▶ [SELECTION]
Mariana Valverde is professor in and director of the Centre for Criminology and Sociolegal Studies at the University of Toronto. She is the author of several books, including Law's Dream of a Common Knowledge.

Reviews

"[Everyday Law on the Streets] is best understood as the foundation for a new path at the intersection of urban and political sociology. . . . Scholars and students alike will find much to learn in this book, as it is the first (and hopefully not the last) to shine a light on the layered sociolegal infrastructure of urban America--which plays a significant and too often invisible role in frustrating and facilitating urban living and change. . . . While 'seeing like a state' has proven a useful window into the entanglement of citizenship, power, and space, Valverde develops and provides a provocative and innovative sociological and legal framework to view this nexus by 'seeing like a city.'"-- "Contemporary Sociology" (5/6/2014 12:00:00 AM)

"For readers interested in examinations of how law operates in the midst of social anxiety about demographic diversity, . . .Valverde deliver[s] in-depth analyses rich with ethnographic and historical detail. . . . In Valverde's contemporary urban context, diverse cities are urged to implement large scale city-wide planning that directly engages concerns with diversity in a race conscious fashion. [Everyday Law on the Streets] provides the sort of nuanced and substantive discussions of diversity that are sorely needed in public discourse today."-- "Journal of Legal Education" (5/6/2014 12:00:00 AM)

"Valverde draws attention to a crucial but often overlooked foundation of cities: the administrative legal structures that make them run. In her focus on the everyday law of the city, she joins powerful intellectuals across many disciplines, including law professors Gerald Frug and David Barron; sociologists John Logan, Harvey Molotch, and Mitch Duneier; geographer Nick Blomley; historian Hendrik Hartog; and anthropologist Sally Engle Merry. Until Valverde, however, none had crafted such a comprehensive picture. . . . Every reader will find something to identify with. Because of the ease and expertise with which it introduces readers to an understudied and valuable meeting of law and the city, Everyday Law on the Street would be a terrific book to assign in undergraduate and graduate classes."-- "City & Community"

▶ [PROMPT A]
Count the lines in the records below that contain the string "camouflage", and give only that number.

▶ [LISTING]
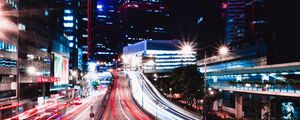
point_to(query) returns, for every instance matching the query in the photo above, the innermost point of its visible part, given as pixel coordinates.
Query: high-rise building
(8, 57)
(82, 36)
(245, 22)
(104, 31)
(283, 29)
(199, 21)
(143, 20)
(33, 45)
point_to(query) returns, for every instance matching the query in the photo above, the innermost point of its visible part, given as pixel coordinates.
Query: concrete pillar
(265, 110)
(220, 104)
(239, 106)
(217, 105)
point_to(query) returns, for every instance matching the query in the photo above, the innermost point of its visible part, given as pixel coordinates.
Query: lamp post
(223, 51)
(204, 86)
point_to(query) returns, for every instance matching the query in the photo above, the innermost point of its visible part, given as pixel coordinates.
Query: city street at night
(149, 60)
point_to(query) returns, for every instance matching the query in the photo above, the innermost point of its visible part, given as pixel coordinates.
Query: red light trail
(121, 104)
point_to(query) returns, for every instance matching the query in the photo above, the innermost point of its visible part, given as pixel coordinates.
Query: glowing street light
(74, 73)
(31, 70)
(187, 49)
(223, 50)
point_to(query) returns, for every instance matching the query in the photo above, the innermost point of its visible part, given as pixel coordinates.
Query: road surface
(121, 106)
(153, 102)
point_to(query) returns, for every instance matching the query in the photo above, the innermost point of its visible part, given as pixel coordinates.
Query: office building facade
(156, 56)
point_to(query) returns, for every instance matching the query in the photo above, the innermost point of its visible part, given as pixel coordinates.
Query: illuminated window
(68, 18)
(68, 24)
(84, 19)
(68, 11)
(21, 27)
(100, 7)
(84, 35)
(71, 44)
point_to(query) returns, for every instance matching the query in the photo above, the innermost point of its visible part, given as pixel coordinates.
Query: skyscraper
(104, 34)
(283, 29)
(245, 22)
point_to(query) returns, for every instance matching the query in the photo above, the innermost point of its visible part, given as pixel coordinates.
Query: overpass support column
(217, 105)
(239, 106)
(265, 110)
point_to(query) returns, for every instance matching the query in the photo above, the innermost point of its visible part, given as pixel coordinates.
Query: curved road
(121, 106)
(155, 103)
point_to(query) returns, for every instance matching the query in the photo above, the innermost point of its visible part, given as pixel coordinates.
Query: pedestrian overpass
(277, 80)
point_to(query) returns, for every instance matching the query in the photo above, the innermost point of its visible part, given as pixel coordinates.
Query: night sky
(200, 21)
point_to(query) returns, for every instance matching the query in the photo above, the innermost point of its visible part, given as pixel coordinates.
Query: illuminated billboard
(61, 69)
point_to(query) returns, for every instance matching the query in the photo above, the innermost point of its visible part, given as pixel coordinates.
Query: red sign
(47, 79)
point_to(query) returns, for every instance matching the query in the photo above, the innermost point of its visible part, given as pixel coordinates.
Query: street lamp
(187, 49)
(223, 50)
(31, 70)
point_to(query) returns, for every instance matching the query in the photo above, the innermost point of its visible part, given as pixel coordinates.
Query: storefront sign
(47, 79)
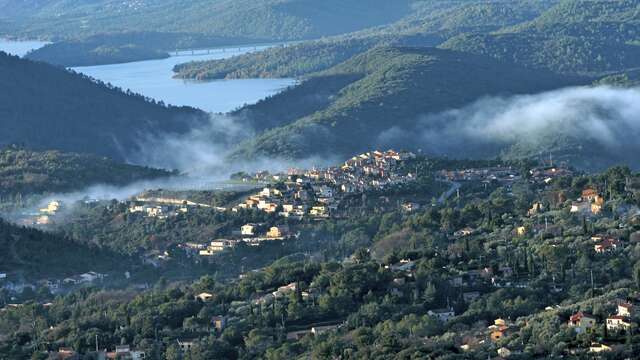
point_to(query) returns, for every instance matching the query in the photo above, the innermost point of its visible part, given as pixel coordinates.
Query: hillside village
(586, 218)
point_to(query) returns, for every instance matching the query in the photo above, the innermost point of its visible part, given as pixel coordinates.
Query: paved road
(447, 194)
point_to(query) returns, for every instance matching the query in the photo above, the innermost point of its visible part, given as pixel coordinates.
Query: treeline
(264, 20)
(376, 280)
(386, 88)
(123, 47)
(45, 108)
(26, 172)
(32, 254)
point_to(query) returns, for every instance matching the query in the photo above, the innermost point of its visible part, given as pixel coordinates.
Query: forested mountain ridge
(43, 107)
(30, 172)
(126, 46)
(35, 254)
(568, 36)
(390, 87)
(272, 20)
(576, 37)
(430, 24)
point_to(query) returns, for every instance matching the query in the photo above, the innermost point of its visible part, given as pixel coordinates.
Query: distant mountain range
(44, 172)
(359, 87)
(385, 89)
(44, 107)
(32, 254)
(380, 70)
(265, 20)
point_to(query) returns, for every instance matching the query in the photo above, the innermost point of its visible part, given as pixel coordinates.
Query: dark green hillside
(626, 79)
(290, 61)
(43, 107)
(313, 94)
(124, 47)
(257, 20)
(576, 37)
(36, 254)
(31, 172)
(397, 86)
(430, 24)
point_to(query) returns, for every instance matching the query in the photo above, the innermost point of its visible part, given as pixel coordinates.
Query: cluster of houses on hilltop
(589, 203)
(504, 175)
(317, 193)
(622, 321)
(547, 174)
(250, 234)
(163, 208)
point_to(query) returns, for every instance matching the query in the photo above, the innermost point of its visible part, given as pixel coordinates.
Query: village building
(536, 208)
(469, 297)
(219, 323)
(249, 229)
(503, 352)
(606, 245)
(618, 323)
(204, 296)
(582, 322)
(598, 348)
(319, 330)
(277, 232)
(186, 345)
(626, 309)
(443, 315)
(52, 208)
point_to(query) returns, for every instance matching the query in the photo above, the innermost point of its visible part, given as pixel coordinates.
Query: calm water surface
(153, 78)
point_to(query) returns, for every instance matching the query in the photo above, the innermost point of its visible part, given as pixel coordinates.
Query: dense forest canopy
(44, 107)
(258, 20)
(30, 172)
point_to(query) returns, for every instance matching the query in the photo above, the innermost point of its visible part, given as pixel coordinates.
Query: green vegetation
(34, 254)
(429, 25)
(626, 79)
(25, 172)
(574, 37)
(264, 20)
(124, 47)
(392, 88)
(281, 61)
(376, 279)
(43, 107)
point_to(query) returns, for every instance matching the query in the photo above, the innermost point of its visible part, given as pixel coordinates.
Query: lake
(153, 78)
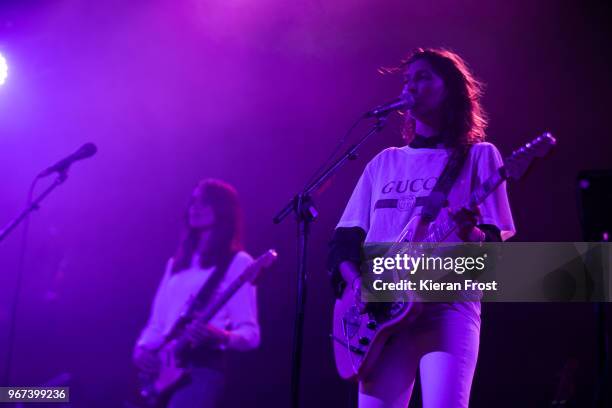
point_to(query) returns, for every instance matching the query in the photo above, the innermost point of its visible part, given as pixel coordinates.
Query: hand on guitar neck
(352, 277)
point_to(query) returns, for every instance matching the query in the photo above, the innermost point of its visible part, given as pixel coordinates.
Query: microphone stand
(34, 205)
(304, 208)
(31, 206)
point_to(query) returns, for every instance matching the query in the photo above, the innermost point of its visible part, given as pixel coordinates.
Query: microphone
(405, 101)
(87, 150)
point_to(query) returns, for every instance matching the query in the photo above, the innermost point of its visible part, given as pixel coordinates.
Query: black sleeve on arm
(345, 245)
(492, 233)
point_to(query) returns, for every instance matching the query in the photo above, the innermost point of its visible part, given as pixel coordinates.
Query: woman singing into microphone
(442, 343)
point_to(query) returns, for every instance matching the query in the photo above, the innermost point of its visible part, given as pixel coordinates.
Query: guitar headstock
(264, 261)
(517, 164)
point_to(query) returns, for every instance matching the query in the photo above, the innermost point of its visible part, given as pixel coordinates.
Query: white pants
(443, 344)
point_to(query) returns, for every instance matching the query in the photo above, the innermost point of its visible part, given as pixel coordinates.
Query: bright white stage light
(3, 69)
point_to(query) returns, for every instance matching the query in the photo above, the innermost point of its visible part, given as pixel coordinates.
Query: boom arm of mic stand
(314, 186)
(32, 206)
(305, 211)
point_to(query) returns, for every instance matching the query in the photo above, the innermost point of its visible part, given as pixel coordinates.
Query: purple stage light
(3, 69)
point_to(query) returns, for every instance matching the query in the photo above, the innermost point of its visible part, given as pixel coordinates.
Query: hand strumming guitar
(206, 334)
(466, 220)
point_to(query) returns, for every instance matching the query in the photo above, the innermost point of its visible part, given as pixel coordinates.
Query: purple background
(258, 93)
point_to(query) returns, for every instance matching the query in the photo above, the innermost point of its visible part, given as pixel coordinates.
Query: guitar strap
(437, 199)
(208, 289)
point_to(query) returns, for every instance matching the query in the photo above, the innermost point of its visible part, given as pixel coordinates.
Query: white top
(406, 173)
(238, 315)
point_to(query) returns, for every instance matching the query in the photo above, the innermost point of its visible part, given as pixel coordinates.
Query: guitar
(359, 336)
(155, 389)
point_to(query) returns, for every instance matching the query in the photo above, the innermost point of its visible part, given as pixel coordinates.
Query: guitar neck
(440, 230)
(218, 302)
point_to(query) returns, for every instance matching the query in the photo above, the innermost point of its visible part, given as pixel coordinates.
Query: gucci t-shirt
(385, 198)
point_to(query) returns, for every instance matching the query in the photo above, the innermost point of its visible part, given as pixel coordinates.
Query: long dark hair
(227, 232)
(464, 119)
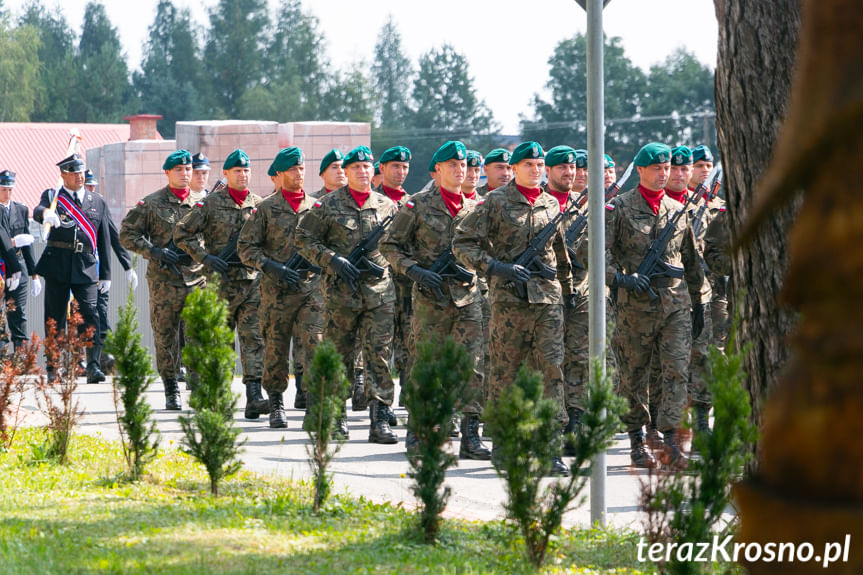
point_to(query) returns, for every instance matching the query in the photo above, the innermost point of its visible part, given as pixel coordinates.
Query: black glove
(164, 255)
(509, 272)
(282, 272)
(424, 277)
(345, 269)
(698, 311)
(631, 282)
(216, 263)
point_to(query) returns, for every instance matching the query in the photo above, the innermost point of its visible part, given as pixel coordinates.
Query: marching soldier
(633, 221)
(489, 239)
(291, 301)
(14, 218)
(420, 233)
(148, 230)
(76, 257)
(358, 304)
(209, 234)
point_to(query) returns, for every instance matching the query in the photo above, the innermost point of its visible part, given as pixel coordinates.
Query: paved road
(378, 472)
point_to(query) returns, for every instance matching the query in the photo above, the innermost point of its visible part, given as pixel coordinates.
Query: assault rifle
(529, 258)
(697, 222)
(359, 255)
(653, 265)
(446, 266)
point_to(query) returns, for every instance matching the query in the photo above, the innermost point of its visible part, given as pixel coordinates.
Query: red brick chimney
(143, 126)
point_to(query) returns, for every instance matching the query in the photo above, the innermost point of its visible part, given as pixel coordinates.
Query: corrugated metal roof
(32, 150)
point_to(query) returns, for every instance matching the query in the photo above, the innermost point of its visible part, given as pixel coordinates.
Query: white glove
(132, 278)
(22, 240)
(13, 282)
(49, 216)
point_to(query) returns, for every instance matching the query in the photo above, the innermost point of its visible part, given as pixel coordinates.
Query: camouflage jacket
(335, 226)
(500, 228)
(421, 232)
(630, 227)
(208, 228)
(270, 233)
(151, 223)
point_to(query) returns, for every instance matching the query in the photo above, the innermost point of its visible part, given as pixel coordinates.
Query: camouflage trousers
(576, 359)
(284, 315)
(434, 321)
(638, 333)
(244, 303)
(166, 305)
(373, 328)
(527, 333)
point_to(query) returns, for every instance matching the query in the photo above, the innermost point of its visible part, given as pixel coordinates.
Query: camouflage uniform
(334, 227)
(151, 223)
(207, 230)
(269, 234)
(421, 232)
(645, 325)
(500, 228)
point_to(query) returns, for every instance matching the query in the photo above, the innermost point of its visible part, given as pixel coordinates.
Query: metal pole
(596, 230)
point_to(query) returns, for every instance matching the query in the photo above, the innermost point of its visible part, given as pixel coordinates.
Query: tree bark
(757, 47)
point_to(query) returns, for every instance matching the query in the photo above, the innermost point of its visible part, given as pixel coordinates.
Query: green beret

▶ [PROMPT B]
Take the text above on Mariana Valverde and the reviews of her book further, picking up after its final sentence.

▶ [EXERCISE RESULT A]
3

▶ [EXERCISE RESULT B]
Mariana Valverde has a remarkable gift for revealing the unexpected amidst the taken-for-granted. Here, she takes us deep into the little-understood--yet crucially important--world of Toronto's everyday urban law, governing taxi licenses, hot dog stands, garden weeds, and rooming houses. In so doing, she reveals the systematic ways in which urban law works against the social and cultural diversity that cities profess to embrace. A wonderfully and clearly written book, with a refreshing humor and wit, Everyday Law on the Street invites us to reimagine the city.
--Nicholas Blomley, Simon Fraser University

Studies of urban communities rarely recognize the role of law, but here eminent sociolegal theorist Mariana Valverde turns her attention to the way laws from the local to the international shape urban life. This book challenges Jane Jacobs's idea that cities should be organized as small, self-governing villages, arguing instead that law is critical in dealing with the inequalities and exclusions of highly diverse cities. Ethnographically rich, readable, and engaging, this book is essential for understanding the contemporary city.